» **Excerpt provided**:
§ §

About the time that I started teaching journalism in Washington, D.C., I saw a movie in which Beltway professionals (including speechwriters) played a rather cynical bar game. I think the movie was “Speechless,” with Michael Keaton and Geena Davis.

If my memory is correct, the game was called “Spot the soundbite.” The goal was to watch a long, complicated political speech and then to accurately predict the tiny, often sensational 5-10 second “bite” that would make it into television news reports.

The message, of course, was that substance and nuance didn’t mean much in public life. Emotions and feelings linked to a fleeting soundbite — which could be funny or emotional or whatever — were what mattered. All together now: “Where’s the beef!” It was also clear that it was easy for journalists to pick good, sharp soundbites from “good” candidates and bad, stupid soundbites from “bad” candidates.

This brings us to this week’s “Crossroads” podcast (click here to tune that in), in which host Todd Wilken and I discussed the latest example of a preacher getting caught, in the age of YouTube and social media, failing to understand the rules of “Spot the soundbite.”

I heard about this epic news story when a former student — who has national print and television experience — sent me a wry email that said: “It’s weird that this random preacher’s sermon merits an NBC News story, no?” Indeed. In the world of short attention spans and tiny online news reports, this sermon by an unknown preacher, in a tiny church, in the middle of nowhere, in an obscure denomination, deserved a 900-word report.

§ §

» **Data provided**:

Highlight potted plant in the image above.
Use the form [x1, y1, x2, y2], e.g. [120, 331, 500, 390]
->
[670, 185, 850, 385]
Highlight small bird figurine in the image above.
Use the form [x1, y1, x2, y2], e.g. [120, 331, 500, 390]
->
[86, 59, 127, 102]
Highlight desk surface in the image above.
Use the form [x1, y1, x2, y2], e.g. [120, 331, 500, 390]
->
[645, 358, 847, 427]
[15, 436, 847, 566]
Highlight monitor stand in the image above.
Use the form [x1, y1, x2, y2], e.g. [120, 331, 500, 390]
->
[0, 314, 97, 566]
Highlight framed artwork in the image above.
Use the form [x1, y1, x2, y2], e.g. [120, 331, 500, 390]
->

§ §

» **List of tasks**:
- a) Using the excerpt on the soundbite game, answer each question:
(i) How many seconds long is the "bite" that players of "Spot the soundbite" try to predict?
(ii) Who hosted the "Crossroads" podcast episode discussed?
(iii) How many words long was the report on the preacher's sermon?
- b) Print the portion of the soundbite excerpt from "I heard about" to "a 900-word report.", word for word.

» **Solutions per task**:
- a)
(i) 5-10 seconds
(ii) Todd Wilken
(iii) 900 words

- b)
I heard about this epic news story when a former student — who has national print and television experience — sent me a wry email that said: “It’s weird that this random preacher’s sermon merits an NBC News story, no?” Indeed. In the world of short attention spans and tiny online news reports, this sermon by an unknown preacher, in a tiny church, in the middle of nowhere, in an obscure denomination, deserved a 900-word report.